=== Available data ===
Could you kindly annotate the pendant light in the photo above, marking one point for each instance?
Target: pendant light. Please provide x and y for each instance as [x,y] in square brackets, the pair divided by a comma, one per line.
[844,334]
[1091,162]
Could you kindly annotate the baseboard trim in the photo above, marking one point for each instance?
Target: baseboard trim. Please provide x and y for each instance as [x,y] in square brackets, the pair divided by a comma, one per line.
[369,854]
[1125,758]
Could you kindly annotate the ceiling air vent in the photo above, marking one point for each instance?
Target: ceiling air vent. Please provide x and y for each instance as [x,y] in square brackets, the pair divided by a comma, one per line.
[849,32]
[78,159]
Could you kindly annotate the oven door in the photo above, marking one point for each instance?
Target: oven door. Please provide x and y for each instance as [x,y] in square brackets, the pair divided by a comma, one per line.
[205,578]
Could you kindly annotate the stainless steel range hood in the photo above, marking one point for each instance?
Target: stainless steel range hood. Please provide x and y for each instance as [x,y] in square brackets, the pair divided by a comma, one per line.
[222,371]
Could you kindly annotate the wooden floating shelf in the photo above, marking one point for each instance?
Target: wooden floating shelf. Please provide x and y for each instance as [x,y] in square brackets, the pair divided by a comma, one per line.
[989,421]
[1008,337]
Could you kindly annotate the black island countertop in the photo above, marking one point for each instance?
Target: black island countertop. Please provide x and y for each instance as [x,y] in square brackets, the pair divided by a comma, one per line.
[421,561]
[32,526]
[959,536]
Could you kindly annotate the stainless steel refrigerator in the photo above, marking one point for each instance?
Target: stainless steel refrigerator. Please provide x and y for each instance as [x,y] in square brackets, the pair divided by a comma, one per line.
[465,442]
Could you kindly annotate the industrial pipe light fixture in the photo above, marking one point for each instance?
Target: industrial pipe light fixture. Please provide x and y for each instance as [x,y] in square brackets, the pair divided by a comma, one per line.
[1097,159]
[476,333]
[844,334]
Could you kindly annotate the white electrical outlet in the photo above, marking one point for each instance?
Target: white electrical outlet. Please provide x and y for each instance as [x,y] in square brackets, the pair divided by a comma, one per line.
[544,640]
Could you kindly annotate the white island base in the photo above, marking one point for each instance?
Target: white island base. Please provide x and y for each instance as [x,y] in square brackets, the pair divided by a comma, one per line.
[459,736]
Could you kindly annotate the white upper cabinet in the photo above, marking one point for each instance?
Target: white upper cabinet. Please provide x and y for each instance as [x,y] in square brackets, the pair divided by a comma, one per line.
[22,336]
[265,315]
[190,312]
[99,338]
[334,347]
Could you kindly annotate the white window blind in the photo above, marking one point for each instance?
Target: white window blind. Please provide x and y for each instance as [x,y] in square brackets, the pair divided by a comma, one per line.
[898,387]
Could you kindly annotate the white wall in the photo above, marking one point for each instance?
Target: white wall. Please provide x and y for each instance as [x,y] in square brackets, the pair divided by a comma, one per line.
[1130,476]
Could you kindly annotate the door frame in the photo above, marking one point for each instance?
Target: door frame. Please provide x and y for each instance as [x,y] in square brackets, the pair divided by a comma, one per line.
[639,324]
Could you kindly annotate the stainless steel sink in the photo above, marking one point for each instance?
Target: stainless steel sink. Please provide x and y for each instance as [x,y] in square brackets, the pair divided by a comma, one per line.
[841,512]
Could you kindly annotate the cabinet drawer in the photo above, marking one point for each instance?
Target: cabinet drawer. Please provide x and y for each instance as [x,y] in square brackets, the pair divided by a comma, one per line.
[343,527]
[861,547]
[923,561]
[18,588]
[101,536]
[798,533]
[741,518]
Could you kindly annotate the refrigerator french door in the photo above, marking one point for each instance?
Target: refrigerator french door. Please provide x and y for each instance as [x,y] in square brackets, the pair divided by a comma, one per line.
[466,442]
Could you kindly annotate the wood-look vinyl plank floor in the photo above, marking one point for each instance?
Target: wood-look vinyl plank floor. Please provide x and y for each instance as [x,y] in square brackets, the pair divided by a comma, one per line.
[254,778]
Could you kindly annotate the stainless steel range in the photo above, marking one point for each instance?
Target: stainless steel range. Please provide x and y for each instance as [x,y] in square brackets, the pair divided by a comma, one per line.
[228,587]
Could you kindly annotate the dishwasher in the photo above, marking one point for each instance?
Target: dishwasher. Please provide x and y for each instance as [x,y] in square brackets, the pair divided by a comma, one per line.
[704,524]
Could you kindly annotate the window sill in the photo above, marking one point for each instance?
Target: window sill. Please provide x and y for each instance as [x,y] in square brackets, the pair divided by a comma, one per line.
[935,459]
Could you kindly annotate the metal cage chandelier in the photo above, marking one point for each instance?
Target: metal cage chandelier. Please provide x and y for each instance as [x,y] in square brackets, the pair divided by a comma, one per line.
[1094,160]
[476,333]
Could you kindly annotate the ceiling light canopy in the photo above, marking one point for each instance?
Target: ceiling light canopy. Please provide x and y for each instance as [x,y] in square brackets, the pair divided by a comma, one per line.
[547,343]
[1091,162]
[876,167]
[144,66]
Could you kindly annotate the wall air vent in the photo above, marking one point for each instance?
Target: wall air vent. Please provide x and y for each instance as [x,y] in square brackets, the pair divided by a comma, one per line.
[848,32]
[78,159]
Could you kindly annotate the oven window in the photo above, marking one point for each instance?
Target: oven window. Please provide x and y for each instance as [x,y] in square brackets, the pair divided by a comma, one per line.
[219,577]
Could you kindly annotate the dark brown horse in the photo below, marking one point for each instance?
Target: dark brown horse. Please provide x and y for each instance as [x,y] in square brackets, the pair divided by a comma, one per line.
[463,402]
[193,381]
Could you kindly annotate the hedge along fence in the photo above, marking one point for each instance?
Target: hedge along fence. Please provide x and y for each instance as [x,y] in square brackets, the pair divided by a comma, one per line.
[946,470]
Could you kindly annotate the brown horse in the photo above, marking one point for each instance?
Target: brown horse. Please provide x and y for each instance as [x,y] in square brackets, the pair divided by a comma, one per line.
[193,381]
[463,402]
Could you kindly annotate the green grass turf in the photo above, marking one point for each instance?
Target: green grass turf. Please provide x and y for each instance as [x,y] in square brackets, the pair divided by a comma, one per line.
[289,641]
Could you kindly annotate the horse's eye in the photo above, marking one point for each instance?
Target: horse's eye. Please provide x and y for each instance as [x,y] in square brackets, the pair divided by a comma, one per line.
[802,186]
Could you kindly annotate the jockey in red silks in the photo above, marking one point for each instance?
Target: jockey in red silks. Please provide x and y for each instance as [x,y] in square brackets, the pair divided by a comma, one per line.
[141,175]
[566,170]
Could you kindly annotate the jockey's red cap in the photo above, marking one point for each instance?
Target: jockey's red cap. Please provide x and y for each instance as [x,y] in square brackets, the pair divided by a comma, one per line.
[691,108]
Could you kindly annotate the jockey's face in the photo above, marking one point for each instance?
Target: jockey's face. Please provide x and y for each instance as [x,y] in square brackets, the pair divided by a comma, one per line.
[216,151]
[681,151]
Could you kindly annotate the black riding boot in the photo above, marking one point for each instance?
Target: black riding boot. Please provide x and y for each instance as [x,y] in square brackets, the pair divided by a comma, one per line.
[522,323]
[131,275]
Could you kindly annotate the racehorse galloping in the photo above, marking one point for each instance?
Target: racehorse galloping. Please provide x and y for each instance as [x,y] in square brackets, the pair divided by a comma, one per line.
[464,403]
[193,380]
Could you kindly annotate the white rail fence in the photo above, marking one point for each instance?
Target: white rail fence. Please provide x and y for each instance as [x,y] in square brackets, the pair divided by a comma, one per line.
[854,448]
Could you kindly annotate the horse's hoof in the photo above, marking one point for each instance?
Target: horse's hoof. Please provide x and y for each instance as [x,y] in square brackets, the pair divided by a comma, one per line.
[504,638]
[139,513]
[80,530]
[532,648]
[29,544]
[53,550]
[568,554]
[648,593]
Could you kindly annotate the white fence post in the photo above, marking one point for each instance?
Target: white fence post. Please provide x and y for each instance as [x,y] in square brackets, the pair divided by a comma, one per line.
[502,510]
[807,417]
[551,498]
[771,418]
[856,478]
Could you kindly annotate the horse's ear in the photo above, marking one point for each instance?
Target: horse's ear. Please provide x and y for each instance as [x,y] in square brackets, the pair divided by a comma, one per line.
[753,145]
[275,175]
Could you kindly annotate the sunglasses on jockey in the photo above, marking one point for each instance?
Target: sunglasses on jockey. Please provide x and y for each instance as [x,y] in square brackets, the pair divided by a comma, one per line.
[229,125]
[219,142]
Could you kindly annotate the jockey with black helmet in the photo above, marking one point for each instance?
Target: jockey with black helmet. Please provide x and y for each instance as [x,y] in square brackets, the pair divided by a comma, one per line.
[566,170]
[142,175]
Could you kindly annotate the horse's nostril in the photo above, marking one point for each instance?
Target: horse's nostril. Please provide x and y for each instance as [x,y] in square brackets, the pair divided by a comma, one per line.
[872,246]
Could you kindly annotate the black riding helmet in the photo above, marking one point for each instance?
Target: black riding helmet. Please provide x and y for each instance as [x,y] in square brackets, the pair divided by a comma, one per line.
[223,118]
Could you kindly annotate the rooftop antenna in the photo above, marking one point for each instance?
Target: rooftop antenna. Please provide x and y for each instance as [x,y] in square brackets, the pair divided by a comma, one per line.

=== The task ===
Write out the lines above, starting at the line that contains "Could you kindly annotate the horse's nostril" and ending with the final line, and nothing else; copy them exactly.

=== Written response ===
Could you kindly annotate the horse's nostril in the photo above, marking one point for each instance?
Target: horse's nostril. Please provide x and y for each instance as [x,y] in square brackets, the pair divided by a comma, one per line.
[872,246]
Could you kindly annotate the black riding helmet in the photo above, marking one point for each instance?
Target: black riding helmet. Please provide x and y for each instance as [x,y] in square brackets, the pair divided by a comma, one per line.
[223,118]
Could you kindly annotate the rooftop antenna in the photo above, marking one point for each instance?
Target: rooftop antenna. Please provide x and y for each instance as [x,y] in square brackets, the pair divided by a comma, one per line.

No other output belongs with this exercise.